Reproduce the following lines character for character, with every symbol and space unchanged.
=== Record list ===
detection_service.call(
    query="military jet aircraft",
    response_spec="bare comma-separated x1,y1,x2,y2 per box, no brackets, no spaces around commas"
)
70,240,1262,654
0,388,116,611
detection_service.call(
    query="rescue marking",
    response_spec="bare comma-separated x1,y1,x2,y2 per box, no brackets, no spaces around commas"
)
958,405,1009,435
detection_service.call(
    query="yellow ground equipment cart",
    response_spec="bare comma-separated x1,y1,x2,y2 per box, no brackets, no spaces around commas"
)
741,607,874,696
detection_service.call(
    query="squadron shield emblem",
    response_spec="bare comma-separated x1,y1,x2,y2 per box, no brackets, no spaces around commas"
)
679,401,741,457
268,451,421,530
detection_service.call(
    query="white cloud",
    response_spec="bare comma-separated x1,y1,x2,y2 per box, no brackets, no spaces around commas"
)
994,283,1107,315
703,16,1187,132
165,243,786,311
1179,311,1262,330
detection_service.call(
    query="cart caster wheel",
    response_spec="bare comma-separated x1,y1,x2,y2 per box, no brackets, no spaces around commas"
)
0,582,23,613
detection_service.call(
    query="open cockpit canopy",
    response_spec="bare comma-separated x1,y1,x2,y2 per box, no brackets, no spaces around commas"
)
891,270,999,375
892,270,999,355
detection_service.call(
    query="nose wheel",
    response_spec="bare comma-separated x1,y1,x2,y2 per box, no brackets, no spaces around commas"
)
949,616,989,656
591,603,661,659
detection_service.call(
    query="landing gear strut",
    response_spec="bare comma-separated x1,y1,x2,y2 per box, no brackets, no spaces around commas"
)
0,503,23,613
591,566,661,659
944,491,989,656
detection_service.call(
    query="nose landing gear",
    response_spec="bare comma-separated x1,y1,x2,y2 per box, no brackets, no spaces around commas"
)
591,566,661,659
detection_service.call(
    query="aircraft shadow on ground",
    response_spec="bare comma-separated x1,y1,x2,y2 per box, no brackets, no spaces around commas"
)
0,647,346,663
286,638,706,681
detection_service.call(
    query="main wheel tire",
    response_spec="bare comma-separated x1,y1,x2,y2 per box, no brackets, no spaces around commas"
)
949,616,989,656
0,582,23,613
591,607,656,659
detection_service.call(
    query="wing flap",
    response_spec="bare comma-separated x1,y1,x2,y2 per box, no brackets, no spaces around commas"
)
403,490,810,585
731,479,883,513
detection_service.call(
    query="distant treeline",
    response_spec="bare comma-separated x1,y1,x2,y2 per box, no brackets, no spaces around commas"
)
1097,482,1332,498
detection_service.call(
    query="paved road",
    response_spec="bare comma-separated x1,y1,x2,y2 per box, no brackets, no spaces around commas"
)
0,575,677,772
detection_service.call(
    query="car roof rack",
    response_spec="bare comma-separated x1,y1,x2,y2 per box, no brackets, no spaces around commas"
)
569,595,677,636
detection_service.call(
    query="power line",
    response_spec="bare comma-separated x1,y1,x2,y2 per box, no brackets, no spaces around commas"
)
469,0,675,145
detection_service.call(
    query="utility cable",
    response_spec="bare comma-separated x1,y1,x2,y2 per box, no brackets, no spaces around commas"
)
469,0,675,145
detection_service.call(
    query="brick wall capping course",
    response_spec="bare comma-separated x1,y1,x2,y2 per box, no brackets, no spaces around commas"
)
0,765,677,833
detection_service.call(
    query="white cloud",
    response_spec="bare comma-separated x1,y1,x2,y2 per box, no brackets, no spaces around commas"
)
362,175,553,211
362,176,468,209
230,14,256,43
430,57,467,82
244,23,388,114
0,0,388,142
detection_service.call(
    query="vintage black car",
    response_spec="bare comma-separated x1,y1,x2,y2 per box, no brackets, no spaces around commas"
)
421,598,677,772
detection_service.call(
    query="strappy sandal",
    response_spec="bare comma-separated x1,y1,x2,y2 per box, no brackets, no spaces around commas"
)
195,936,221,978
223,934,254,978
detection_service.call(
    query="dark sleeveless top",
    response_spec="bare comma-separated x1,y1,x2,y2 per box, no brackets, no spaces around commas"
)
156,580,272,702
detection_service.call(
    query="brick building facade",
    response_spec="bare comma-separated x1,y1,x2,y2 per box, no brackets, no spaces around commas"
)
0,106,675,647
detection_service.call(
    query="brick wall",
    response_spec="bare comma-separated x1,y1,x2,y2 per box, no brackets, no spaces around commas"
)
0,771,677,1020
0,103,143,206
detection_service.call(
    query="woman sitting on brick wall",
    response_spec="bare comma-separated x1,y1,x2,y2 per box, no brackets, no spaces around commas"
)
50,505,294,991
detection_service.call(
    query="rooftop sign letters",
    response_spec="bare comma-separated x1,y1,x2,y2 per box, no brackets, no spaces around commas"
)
===
• _Output below_
detection_service.call(
    query="military jet aircraft",
    response_spec="bare comma-separated x1,y1,x2,y2 per box, no brackets, no spaces around commas"
)
70,240,1262,654
0,388,116,611
detection_service.call(
    query="rescue marking",
    response_spec="bare comma-separated x1,y1,x2,y2 per box, no brackets, no spaces around commas"
)
958,405,1009,435
detection_service.call(
    query="yellow ground equipment cart",
    response_spec="bare comma-separated x1,y1,x2,y2 per box, no brackets, no spaces around commas"
)
741,607,874,696
detection_service.call(
    query="squadron shield emblem",
    response_spec="bare comma-separated x1,y1,x2,y2 per box, no brackets, no spaces around commas"
)
679,401,741,457
268,451,421,530
detection_service.call(
    query="white cloud",
    response_spec="bare comma-separated x1,y1,x2,y2 per box, no brackets, no spaces around commas"
)
994,283,1107,315
703,16,1187,132
165,243,786,311
1179,311,1262,330
detection_service.call(
    query="cart caster wheel",
    response_spec="bare comma-separated x1,y1,x2,y2 per box, no brackets, no spaces around commas"
)
0,582,23,613
detection_service.call(
    query="open cockpit canopy",
    response_spec="bare comma-separated x1,y1,x2,y2 per box, no brackets, no spaces around commas"
)
891,270,999,375
892,270,999,355
detection_service.call(
    query="nose wheel",
    response_spec="bare comma-separated x1,y1,x2,y2 per box, no brackets, no spaces around commas"
)
949,616,989,656
591,603,661,659
detection_service.call(
    query="landing gear strut",
    response_spec="bare comma-separated x1,y1,x2,y2 per box, no brackets, no spaces around commas"
)
0,503,23,613
591,566,661,659
944,491,989,656
detection_service.call(
    query="nose landing gear",
    response_spec="bare comma-separated x1,y1,x2,y2 per box, no brackets, no spaces around commas"
)
591,566,661,659
detection_service.call(
    query="aircraft shadow on ground",
    response_spec="bare comma-separated x1,y1,x2,y2 per box, no brackets, no spaces around commas"
)
0,647,346,663
286,638,706,681
detection_service.call(
    query="main wheel tire",
    response_spec="bare comma-separated x1,y1,x2,y2 per box, no brackets, no spaces around commas"
)
949,616,989,656
0,582,23,613
591,607,656,659
detection_service.call(
    query="wing flap",
    response_spec="bare comma-separated x1,y1,x2,y2 per box, no brackets, no spaces around commas"
)
403,490,810,585
731,479,883,513
detection_service.call(
    query="distant treeline",
    response_spec="bare comma-separated x1,y1,x2,y2 per box, no brackets, no spaces around commas"
)
1097,482,1332,498
detection_service.call(
    query="paved road",
    response_spec="bare comma-separated x1,y1,x2,y2 per box, no brackets, no spaces around commas"
)
0,575,677,772
detection_service.call(
    query="car roof rack",
    response_spec="bare comma-separated x1,y1,x2,y2 per box, no brackets, no spaces around commas"
)
569,595,677,636
detection_service.call(
    query="power line",
    response_spec="bare comma-separated x1,y1,x2,y2 per box, no brackets, no spaces around commas"
)
469,0,675,145
detection_service.call(
    query="utility cable",
    response_spec="bare comma-separated x1,y1,x2,y2 per box, no brackets, no spaces around commas"
)
469,0,675,145
detection_service.call(
    query="brick wall capping course",
    response_spec="bare comma-separated x1,y1,x2,y2 per box, no brackets, no spaces around commas"
)
0,765,677,833
detection_service.call(
    query="white cloud",
    response_spec="bare comma-separated x1,y1,x2,y2 per box, no brackets, no spaces around commas"
)
362,175,553,211
362,176,468,209
230,14,256,43
430,57,467,82
244,23,388,114
0,0,388,142
detection_service.call(
    query="vintage black car",
    response_spec="bare comma-separated x1,y1,x2,y2 per box, no brackets, no spaces around commas"
)
421,598,677,772
detection_service.call(
    query="strappy sandal",
    response_spec="bare comma-separated x1,y1,x2,y2 per box, no brackets, no spaces around commas"
)
195,936,221,978
223,934,254,978
detection_service.call(
    query="dark sleeveless top",
    response_spec="bare comma-separated x1,y1,x2,y2 per box, no brackets, no spaces around commas"
)
156,580,272,702
detection_service.call(
    query="brick building facade",
    response_spec="bare comma-separated x1,y1,x2,y2 per box, no brackets, no spaces around commas"
)
0,106,675,647
detection_service.call(
    query="brick wall",
    response_spec="bare comma-separated x1,y1,x2,y2 per box, no brackets, no spaces around commas"
)
0,771,677,1020
0,103,143,206
detection_service.call(
    query="woman sitting on brick wall",
    response_spec="bare comma-separated x1,y1,x2,y2 per box, no brackets, no spaces around commas"
)
50,505,294,991
detection_service.call(
    query="rooftop sign letters",
    response_spec="bare comma-separated x1,y1,x2,y2 per box, no brackets, no spaces around commas"
)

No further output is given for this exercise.